Work required =>
Among these entries, how many lines have the string "black" in them? Only the number is needed.
───── Working data ─────
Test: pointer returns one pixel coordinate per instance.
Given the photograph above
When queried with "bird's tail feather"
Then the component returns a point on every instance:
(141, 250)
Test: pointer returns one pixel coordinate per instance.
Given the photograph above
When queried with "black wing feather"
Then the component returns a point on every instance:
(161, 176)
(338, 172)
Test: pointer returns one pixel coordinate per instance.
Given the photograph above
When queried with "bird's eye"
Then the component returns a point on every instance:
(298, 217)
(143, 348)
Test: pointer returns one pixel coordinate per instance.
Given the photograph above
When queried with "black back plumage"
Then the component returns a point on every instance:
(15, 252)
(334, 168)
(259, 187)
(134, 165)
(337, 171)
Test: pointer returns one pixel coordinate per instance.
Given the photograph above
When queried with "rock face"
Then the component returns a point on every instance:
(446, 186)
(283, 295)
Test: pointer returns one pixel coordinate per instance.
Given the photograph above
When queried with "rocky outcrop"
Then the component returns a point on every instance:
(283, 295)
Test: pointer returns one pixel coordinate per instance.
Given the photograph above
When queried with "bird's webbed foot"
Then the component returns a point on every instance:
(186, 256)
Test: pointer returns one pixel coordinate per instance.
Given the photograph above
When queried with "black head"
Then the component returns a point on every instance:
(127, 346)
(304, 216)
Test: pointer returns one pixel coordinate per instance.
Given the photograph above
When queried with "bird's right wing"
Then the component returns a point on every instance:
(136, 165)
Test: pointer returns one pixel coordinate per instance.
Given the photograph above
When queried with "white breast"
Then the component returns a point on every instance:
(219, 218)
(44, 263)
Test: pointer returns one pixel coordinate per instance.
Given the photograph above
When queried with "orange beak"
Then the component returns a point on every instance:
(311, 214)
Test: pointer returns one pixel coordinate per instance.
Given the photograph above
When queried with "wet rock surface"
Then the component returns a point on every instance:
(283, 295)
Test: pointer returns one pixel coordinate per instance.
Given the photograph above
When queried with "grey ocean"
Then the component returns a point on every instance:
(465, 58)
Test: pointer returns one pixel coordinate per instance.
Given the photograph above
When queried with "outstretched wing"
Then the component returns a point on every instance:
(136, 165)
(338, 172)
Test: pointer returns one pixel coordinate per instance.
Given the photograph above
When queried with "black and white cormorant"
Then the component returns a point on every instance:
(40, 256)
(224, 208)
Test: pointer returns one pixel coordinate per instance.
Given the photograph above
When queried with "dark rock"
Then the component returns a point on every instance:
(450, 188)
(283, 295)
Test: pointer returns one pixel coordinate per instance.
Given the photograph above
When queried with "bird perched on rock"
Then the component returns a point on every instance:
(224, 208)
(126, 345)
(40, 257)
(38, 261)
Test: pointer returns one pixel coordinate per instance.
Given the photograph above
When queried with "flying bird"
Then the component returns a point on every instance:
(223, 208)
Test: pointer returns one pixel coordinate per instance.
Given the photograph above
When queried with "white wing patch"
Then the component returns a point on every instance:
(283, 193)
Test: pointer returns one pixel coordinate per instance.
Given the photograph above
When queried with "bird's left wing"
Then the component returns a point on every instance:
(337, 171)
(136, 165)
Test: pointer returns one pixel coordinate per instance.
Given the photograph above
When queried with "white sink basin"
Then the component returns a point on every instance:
─────
Solution for this task =>
4